---- Given text

Posted by: Ignutz In reply to: None Date:9/6/2004 11:54:23 PM Post #of 11472
R. J. Shapiro's followup letter to SEC.
August 30, 2004
The Honorable William H. Donaldson Chairman Securities and Exchange Commission 450 Fifth Street, NW Washington, D.C. 20549
Dear Chairman Donaldson:
I am Robert J. Shapiro, chairman of Sonecon LLC, an economic advisory firm in Washington, D.C., and a long-time observer and analyst of U.S. and global financial markets. I served as Under Secretary of Commerce for Economic Affairs from 1998 to 2001, Vice President and co-founder of the Progressive Policy Institute from 1989 to 1998, and principal economic advisor to Governor William J. Clinton in the 1992 presidential campaign. I hold a Ph.D. from Harvard University and have been a Fellow of the National Bureau of Economic Research, the Brookings Institution, and Harvard University. I want to convey my serious concerns about the impact of the final version of Regulation SHO regarding short sales, issued by the Securities and Exchange Commission (SEC) on July 30, 2004,[1] on the equity and transparency of our equity markets
The SEC is certainly correct in its effort to broaden the terms of regulation of short sales. Regulation SHO takes an important step that could lead to more effective monitoring of short sales by extending the regulation to all equity transactions and directing broker dealers to mark all equity orders as “long,” “short” or “short exempt.” More important, the new “locate and delivery” requirements could substantially reduce stock manipulation carried out through naked short sales -- but only if those requirements are widely applied and strictly enforced. Unfortunately, Regulation SHO does not meet either of these two standards. The troubling result is that the Regulation, in effect, establishes an official level of tolerance for unsettled or naked short sales.

--------

Pick up the letter about Regulation SHO after its final sentence and keep writing it.

---- Source excerpt

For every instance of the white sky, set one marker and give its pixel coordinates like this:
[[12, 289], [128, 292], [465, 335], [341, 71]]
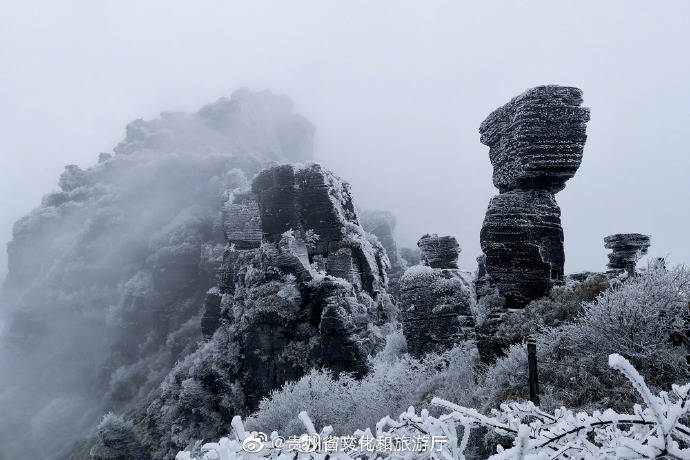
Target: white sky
[[396, 89]]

--------

» Response:
As Regulation SHO now stands, strict requirements to locate and deliver borrowed shares in short sale transactions are directed only to a very small subset of securities, called “threshold” securities, that 1) already have fails to deliver at a registered clearing agency of at least 10,000 shares for five consecutive settlement days, 2) when those failures equal at least one-half of one percent of the outstanding shares, and 3) the security is already included on a daily list of securities meeting these requirements published by an SRO. Only when all three of these conditions are met is a broker dealer carrying out a short sale required by Regulation SHO to borrow the security or enter into a bona fide arrangement to do so. These provisions set a new and troubling standard for short sales: A broker can now sell short a security without borrowing the shares or arranging to do so, so long as the security does not meet one or more of those three conditions. The Depository Trust and Clearing Corporation (DTC) estimates that just 4 percent of public equities have settlement failures exceeding 0.5 percent of their outstanding shares. The SEC definition of “threshold” securities, therefore, excludes 96 percent of all traded securities from strict locate requirements for short sales, or nearly 9,000 of the estimated 9,350 companies currently traded on U.S. exchanges and markets.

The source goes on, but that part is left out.